* **Aim**
Pull out every line in the items below that contains the word "planogram", and copy each one unchanged.

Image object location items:
<<<<

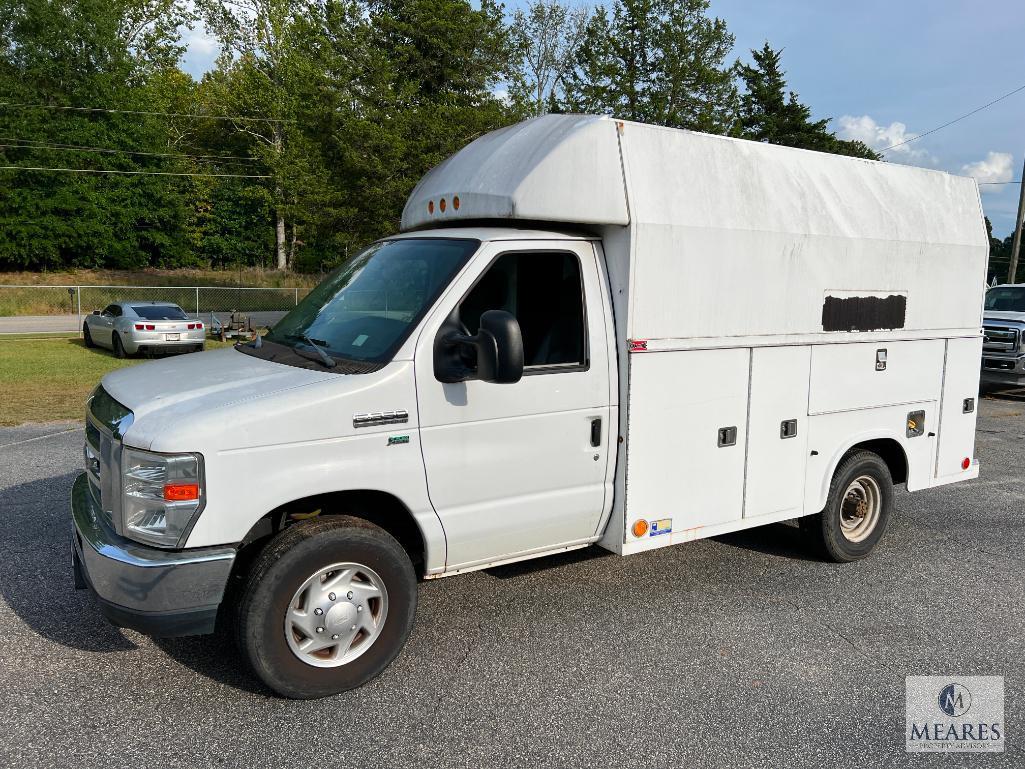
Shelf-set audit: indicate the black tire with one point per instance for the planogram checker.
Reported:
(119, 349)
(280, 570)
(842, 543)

>>>>
<<<<

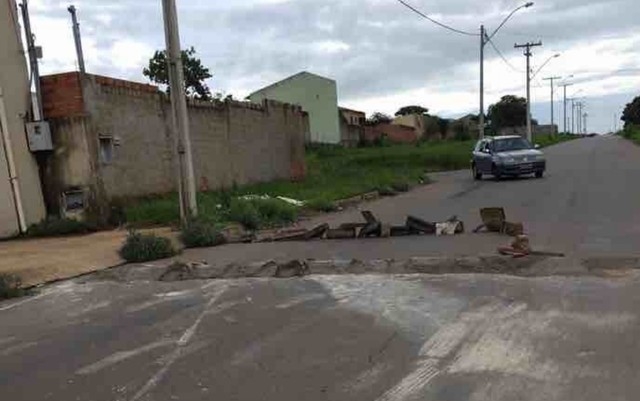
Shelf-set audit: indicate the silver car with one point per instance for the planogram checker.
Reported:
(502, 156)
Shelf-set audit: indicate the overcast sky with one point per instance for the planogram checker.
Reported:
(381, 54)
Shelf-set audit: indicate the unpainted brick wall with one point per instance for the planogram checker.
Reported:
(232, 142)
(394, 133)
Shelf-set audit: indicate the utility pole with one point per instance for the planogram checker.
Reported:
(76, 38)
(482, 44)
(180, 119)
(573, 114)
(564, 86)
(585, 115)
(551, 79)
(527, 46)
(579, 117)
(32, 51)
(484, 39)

>>>>

* **Completed task**
Shelf-set audit: indicate the black tire with one point per instance for the planogram checker.
Shelf-set audit: indicate the silver car with one point per instance for the planogram checker.
Shelf-set audit: indicate the overcast sky with one point per instance for the planogram checker.
Shelf-set audit: indicate the unpainted brick wall with one point per instance for the planogram checker.
Shelf-set audit: indicate the utility pole with one point per instance for the planogram checker.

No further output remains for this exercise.